_Work request_.
Among the records, which lines include "every"? List them.

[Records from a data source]
##########
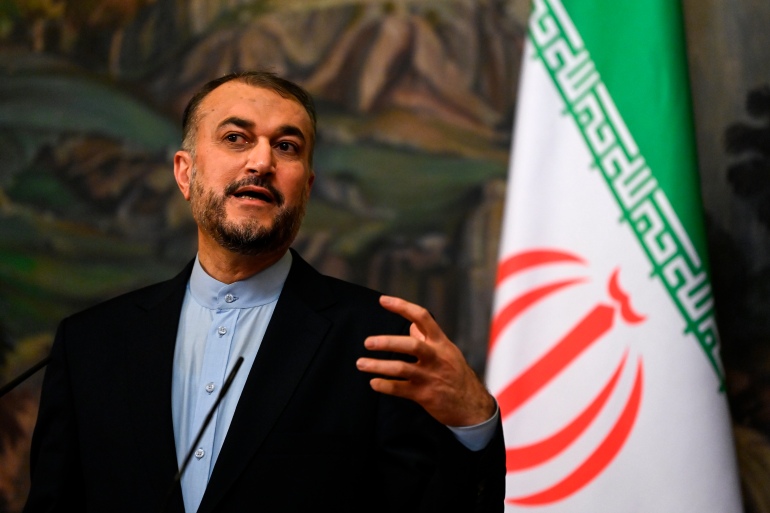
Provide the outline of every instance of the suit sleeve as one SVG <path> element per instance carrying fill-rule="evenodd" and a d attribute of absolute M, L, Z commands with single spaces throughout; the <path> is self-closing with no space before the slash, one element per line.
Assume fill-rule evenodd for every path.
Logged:
<path fill-rule="evenodd" d="M 25 513 L 86 510 L 65 323 L 59 325 L 43 379 L 40 410 L 32 435 L 31 487 Z"/>
<path fill-rule="evenodd" d="M 420 405 L 393 396 L 380 399 L 378 497 L 388 512 L 500 513 L 505 498 L 502 421 L 485 448 L 466 448 Z"/>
##########
_Answer below_.
Provide the outline of every instance of the suit sleeve as one SVG <path> element per instance carrying fill-rule="evenodd" and a d attribute of absolute M, L, Z commands with single spaces throughout; the <path> is self-closing with no space before the slash, one element per line.
Assume fill-rule evenodd for every path.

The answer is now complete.